▶ **QUOTED PASSAGE**

= = = = =

And tell me about reincarnation, and INcarnations, and expressions of Deity and the lot? Oh Thomas, I'd sooner listen to a pet bird *squawking* in my ear at top note. At least he would know something of Freedom, of Music, of Song and of Beauty ... simply BEING what he IS.

You, on the other hand, I think ~ shall fight it until the very end, when indeed, you catch a glimmer. And birds, by the way, have some very pretty song. Especially when we *pay attention* to what's RIGHT with the world, and not so much with what went ... _.

Thomas said:
Yes it is, and it is equally absurd to assume the 'proper context' is other than the tradition, the text and the hermeneutic.

I mean, the 'proper context' of a Christian text won't be found in Buddhism, will it? It's common sense, really.
No, Thomas. A toolkit, or a toolbelt, is only as useful as the Workman who wears it.

Put a hammer and saw in there, yes, and already you amount to something. But when you arrive at the worksite and the boss tells you it's painting day, what do you intend to do, explain the history of sawcraft and bashing things to him?

In like fashion, this is exactly how you proceed where the SYNTHESIS of the disciplines even first becomes possible. An artist learns to see holistically, and even if he loves to paint landscapes, or appreciates the expressions in the human face, he also must learn to appreciate the CONTEXT within which all this occurring, plus the many tones and notes of the ATMOSPHERE which are influencing the scene (regardless of subject).

It amounts to a box, and your inability (via literal inability or choice, it matters not which) to see beyond it. I don't mind, but I won't be bothered by it. I can't help you, you see. You've made that clear. And this flat-earther type mentality, I can't say it's mine to decide it isn't good for your state of mind. I mean, if it helps and all. See?

Thomas said:
A tossaway? Really? Now you are being absurd. If you think that, then you have really no idea of how to approach the sacra doctrina of any tradition, let alone offer insight into its meaning.

Here's a clue to the interpretation of symbols:
One of the hermeneutic keys to the interpretation of the New Testament is the idea of 'the Word made flesh'. The message of Christianity is ...
Do you see, now, Thomas, how what we do now is simply dance away from the matter? You kind of smooth it all over with a little sleight of hand and figure, here's enough BS on a shiny silver platter than maybe perhaps meanwhile everyone will forget what we did to old Jesus. He very well became to you folks what poor John became for Salome. And thus when you presume to lecture me I have to slow down for a minute, and earnestly ask myself, do I honestly feel some kind of purpose could be served by playing along with him - just for once, or you know, to a degree, or on this issue, as it were ~ for folks to see?

= = = = =

▶ **GIVEN RECORDS**

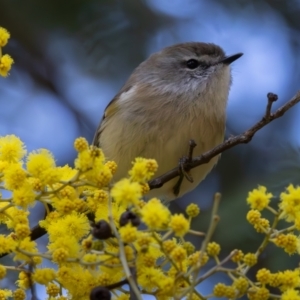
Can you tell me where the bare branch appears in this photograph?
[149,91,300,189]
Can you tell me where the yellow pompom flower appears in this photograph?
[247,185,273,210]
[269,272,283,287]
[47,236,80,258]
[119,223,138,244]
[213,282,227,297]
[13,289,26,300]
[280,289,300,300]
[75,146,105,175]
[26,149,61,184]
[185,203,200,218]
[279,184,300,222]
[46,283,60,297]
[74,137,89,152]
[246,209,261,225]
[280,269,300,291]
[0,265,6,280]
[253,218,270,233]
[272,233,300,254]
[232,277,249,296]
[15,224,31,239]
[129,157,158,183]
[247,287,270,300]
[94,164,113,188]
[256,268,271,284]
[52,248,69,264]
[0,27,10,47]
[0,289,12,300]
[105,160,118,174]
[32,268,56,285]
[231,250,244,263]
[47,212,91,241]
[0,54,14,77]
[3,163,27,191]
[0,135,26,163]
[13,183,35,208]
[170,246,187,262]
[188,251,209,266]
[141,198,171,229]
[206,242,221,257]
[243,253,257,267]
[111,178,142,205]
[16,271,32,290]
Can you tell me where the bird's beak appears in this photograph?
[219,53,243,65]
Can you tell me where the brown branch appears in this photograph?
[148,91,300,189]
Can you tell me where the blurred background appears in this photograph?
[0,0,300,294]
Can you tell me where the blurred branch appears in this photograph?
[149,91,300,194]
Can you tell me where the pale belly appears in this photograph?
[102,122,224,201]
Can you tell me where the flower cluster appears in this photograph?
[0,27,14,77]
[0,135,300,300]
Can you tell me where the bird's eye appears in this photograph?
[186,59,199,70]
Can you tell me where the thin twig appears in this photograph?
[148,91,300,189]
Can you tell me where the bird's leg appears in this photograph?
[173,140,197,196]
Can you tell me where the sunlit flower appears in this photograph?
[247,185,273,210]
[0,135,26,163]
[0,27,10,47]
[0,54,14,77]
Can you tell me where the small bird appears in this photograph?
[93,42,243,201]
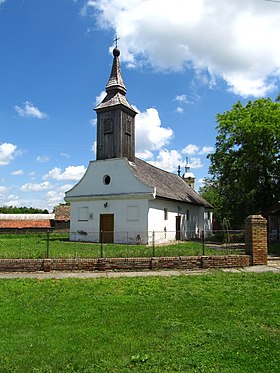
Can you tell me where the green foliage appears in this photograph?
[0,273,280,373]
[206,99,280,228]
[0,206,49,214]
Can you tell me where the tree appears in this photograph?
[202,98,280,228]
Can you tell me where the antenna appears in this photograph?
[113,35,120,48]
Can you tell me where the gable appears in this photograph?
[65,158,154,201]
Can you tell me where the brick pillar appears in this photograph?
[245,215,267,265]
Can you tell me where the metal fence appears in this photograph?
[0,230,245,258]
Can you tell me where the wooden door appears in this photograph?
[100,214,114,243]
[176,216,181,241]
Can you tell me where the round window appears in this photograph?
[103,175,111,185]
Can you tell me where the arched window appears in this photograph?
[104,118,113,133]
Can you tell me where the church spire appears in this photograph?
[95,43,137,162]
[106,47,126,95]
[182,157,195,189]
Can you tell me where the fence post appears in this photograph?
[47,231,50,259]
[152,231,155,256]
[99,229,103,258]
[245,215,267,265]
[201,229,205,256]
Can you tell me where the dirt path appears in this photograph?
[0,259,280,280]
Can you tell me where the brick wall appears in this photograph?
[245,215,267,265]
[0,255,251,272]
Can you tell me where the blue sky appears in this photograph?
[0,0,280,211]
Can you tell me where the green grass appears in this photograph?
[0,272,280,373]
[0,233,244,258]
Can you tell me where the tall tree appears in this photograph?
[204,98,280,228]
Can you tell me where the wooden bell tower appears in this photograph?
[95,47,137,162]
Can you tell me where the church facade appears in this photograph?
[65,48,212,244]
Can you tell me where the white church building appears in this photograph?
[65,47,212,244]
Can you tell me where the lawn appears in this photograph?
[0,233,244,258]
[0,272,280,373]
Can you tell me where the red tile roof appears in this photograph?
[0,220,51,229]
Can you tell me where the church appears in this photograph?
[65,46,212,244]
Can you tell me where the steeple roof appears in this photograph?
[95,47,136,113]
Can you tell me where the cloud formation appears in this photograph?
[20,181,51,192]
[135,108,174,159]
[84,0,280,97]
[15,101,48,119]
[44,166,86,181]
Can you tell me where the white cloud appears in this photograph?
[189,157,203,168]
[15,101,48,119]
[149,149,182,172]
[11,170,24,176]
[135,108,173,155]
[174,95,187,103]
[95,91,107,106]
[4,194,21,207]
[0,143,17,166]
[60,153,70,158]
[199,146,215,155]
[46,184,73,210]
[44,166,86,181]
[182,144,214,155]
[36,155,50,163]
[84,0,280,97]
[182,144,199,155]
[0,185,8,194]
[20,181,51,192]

= = = = =

▶ **PROMPT**
Please write what comes next in the forum reply to Thomas about interpreting religious texts, picking up after its final sentence.

▶ **SOLVED EXERCISE**
And I have before, and sometimes I'll do it; I'm quite sure there's a Message here, and you'll never get through it ...

But don't dwell in the past. I see Christ ahead, and it's different there, there's something SO vast ... that I don't think you will glimpse it, if you feel you really must ~--> bury your head in so much drudgery, the man who died, the man of DUST.

Namaskar, Thomas, Namaskara
 
:confused:
Quote:
Originally Posted by Thomas
The way to interpret the text is through certain hermenetic keys, and the way to understand the hermeneutic is the tradition. Without the commentary, you lack the means to unlock the text. The text itself says that (cf Acts 8:30-31).

What other way is there, other than assumption and guesswork?

So we have been taught. Have we not also been taught to use our own noodle, apply the Higher Reason, hold the texts, their possible meanings and implications CLEARLY in the light? If we cannot raise them beyond whichever contexts in which they still remain DEAD, is it our fault, or Christ's that He remains a world away - a man up there in the SKY?

The question is what is the basis of the interpretation. Thomas says it is the tradition which gave rise to the text. Taijasi says it is a matter of reason. Pure reason cannot even explain the physical universe, let alone “that beyond”.

Quote:
Originally Posted by Thomas
You need to learn the difference between a symbol and a metaphor.

Symbols manifest things, they present them, the essence is present in the form. A metaphor is a literary device that allows the transference of meaning.

If you're saying the Virgin Birth didn't actually happen, then it's not a symbol. To be a symbol of virgin birth requires a virgin birth. What you should have said is it's a metaphor.

Perhaps so. If it confused you, my apologies. I don't know if anyone else missed my message for the grammatical flubs. Thanks to clarify them.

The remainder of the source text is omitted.